_Data excerpts_:
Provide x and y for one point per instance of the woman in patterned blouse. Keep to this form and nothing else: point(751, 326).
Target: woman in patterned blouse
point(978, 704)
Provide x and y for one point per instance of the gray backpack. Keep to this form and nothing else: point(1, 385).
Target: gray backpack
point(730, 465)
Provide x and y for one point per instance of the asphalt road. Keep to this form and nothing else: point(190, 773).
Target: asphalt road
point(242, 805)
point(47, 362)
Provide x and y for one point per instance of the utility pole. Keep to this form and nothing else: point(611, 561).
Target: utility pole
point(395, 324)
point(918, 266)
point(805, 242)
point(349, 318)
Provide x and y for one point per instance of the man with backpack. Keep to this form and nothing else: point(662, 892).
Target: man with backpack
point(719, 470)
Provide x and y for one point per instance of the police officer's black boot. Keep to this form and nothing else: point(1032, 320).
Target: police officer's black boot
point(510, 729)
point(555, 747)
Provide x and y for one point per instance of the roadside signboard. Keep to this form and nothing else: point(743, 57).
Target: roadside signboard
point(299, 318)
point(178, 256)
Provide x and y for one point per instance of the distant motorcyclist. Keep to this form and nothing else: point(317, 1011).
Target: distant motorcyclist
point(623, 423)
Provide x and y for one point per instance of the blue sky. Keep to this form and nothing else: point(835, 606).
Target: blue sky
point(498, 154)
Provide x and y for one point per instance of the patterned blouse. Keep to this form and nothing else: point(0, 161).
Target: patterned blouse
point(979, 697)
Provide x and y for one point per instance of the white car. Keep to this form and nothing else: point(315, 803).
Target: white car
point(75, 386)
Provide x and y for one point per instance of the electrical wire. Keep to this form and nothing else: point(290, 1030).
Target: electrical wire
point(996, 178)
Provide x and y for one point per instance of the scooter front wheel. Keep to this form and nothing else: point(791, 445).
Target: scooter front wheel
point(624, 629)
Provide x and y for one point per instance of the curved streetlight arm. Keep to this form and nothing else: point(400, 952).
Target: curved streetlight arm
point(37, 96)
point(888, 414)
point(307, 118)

_Requirements_: Repeat the records above exactly.

_Task response_:
Provide x and y for one point per instance of the woman in patterned blouse. Keep to this form and nothing else: point(751, 326).
Target: woman in patterned blouse
point(978, 704)
Provide x and y for one point per instance of the gray backpack. Keep to this form and nothing else: point(1, 385).
Target: gray backpack
point(730, 465)
Provide x and y for one point per instance of the asphalt road. Keep to this form and nothing else: point(190, 773).
Target: asphalt road
point(242, 805)
point(47, 362)
Provide x and y for one point per instance of the utility pole. Keep to this form and nothing else: point(611, 561).
Target: utility pole
point(395, 324)
point(918, 266)
point(805, 242)
point(349, 318)
Provide x and y for one point per instance of the man with backpack. Keep to this form and nothing else: point(662, 892).
Target: man with backpack
point(719, 470)
Provide x and y for one point per instance of the police officer's black boot. Keep to this form and nothing else: point(1032, 320).
Target: police officer's black boot
point(510, 729)
point(555, 747)
Provide x and y for one point per instance of the roadside signboard. Keep to this form and nothing else: point(743, 57).
Target: roadside signboard
point(299, 318)
point(178, 256)
Provide x and y for one point per instance of the distant motorcyclist. Keep to this form and nothing else: point(317, 1011).
Target: distant motorcyclist
point(623, 423)
Provide x and y for one point per instance of the blue sky. Keep to this form and nothing else: point(835, 606).
Target: blue sky
point(498, 154)
Provide x and y for one point per instance of the patterned blouse. Keep to this form and nothing else: point(0, 161).
Target: patterned blouse
point(979, 697)
Provide x and y for one point per instance of the white car. Keep to this form and nothing else: point(315, 803).
Target: white car
point(75, 386)
Provide x and y for one point per instance of the electrical wire. Keep to this form and nothing else: point(290, 1030).
Target: electrical wire
point(996, 178)
Provide x and y for one point per instance of the scooter front wheel. Keep to this form and nothing else: point(791, 445).
Target: scooter front wheel
point(624, 629)
Provide x and y for one point per instance of the curved streetlight arm. Keep to this form and nothing else: point(400, 952).
Target: curved streetlight arm
point(37, 96)
point(888, 414)
point(307, 118)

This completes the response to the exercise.